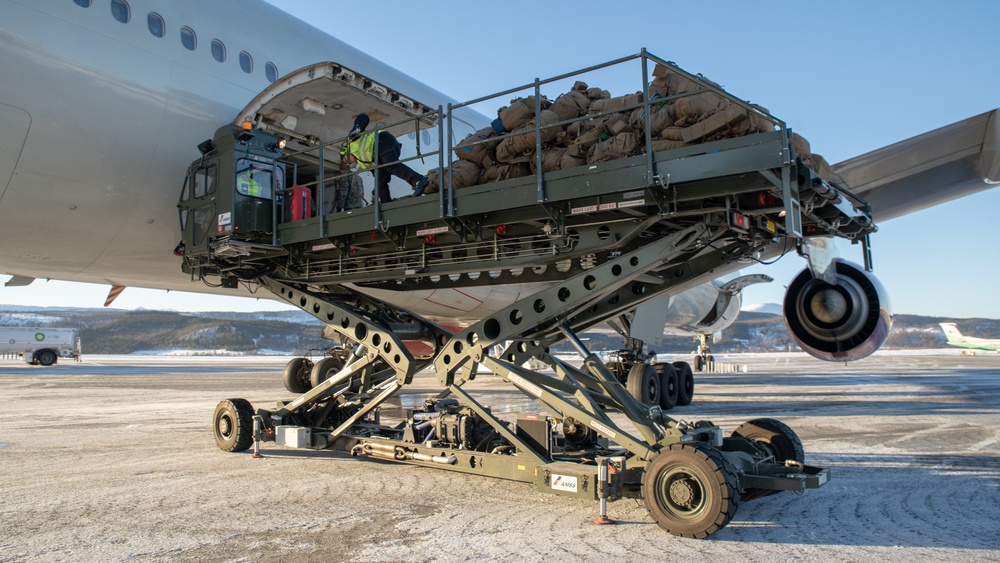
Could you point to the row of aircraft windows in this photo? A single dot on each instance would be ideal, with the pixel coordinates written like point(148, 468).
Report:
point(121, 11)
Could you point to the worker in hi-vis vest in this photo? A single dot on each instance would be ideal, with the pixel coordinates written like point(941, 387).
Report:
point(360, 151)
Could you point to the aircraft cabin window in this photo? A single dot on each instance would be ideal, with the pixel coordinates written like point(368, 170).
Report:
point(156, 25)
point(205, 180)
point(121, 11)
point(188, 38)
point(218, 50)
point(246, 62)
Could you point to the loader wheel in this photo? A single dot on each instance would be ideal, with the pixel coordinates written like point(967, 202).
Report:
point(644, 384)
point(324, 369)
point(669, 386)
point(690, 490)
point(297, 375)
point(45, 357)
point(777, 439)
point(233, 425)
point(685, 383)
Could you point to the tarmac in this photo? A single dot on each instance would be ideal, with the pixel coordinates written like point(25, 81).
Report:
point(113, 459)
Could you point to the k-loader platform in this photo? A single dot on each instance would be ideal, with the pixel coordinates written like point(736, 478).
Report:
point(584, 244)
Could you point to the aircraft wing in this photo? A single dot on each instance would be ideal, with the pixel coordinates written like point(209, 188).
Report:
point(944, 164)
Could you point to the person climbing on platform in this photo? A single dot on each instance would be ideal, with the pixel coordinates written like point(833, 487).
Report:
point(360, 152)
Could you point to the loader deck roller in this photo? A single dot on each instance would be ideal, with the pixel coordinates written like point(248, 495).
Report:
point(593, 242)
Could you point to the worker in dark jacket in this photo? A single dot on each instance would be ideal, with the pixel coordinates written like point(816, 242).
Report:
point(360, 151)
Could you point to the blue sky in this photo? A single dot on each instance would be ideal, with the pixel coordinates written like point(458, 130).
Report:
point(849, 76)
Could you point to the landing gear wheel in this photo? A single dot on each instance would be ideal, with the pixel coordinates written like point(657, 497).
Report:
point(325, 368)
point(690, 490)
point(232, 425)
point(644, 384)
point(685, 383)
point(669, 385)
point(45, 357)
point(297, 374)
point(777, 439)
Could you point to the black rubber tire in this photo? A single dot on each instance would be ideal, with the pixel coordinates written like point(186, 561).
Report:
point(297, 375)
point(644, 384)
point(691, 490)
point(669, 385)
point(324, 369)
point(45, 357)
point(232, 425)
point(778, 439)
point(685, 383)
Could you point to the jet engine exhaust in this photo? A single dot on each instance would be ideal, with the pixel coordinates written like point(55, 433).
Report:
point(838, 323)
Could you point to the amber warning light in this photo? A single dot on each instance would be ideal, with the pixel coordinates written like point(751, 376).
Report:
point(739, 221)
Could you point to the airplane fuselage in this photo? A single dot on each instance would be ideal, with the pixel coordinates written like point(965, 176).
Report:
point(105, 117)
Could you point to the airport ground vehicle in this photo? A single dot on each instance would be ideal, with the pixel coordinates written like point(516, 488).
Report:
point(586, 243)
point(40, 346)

......

> [TASK INSTRUCTIONS] Return every line of the records above, word for word, but leave out the pictures.

> [CORRECT OUTPUT]
Could you point to the row of aircraft windows in this photo? A single dot on each instance would be ideal, with the pixel coordinates written like point(148, 468).
Report:
point(121, 11)
Could you point to the worker in hi-vis vest in this photo? A single dot on each instance would be ideal, with the pixel coordinates written like point(941, 387).
Report:
point(360, 151)
Could you point to the aircraft cabin window in this photo? A single dot on each instance would be ideal, with the pixel coordinates written like point(368, 170).
Report:
point(156, 25)
point(205, 180)
point(121, 11)
point(188, 38)
point(218, 50)
point(246, 62)
Could you point to the loader wheel in this photo? A single dot on each instance would be ideal, with the pixel coordinates written like point(967, 202).
Report:
point(644, 384)
point(324, 369)
point(669, 386)
point(690, 490)
point(297, 375)
point(45, 357)
point(777, 439)
point(233, 425)
point(685, 383)
Could you point to the tarmac in this photo? A single dot on each instance would be ideal, with the pixel coordinates written like point(25, 81).
Report:
point(113, 459)
Could you point to the k-loader platform in this photo? A single dot on each instance would be ideal, with the pixel coordinates written like point(736, 478).
Report:
point(584, 244)
Could you point to the aircraft wing in this photo? A single dot on each instance would be ideal, with the pixel coordinates written like point(209, 188).
Report:
point(944, 164)
Could you point to the person climbing on platform in this photo? A single dot on each instance would be ideal, with the pixel coordinates written like point(833, 487).
Report:
point(360, 152)
Could you point to the loader deck roller in this photo? A single dot on each instance would be ideal, with the pixel coordinates written like point(248, 495).
Report:
point(593, 242)
Could you point to the worker in dark jacket in this photo? A single dot on each instance would be ideal, with the pixel coordinates written like point(816, 242).
Report:
point(360, 151)
Could you point to the blue sky in this photo? A single dot on each instance would be ideal, with the pixel coordinates written like point(458, 130).
Report:
point(849, 76)
Could you point to the landing gear wheel in this photo? A single dot on each instance would be ideal, with the pixel coordinates written like point(657, 497).
Report:
point(325, 368)
point(690, 490)
point(232, 425)
point(644, 384)
point(685, 383)
point(669, 385)
point(45, 357)
point(297, 374)
point(777, 439)
Could you point to the black rubber tire in this photo? A single dot on each instance would be ideal, with the pixel coordinates written like point(186, 561).
Report:
point(297, 375)
point(644, 384)
point(691, 490)
point(669, 385)
point(324, 369)
point(45, 357)
point(232, 425)
point(778, 439)
point(685, 383)
Could you point to the jet engine exhaust in this photo? A single dot on each instance would be ideal, with the pixel coordinates written like point(55, 433).
Report:
point(838, 323)
Could you point to the amber warning light in this photo? A single dot on each instance would be ideal, with the pixel coordinates written like point(751, 376).
Report:
point(739, 221)
Could you point to the airplane fuselage in this photo? A single dot on each instance would be ideal, with the pixel coordinates written like point(965, 176).
Report:
point(105, 117)
Could you point to the airport ground vehicle in this photo? A single dot on each instance would be ideal, with the pixel coordinates written like point(516, 488).
Report:
point(586, 243)
point(40, 346)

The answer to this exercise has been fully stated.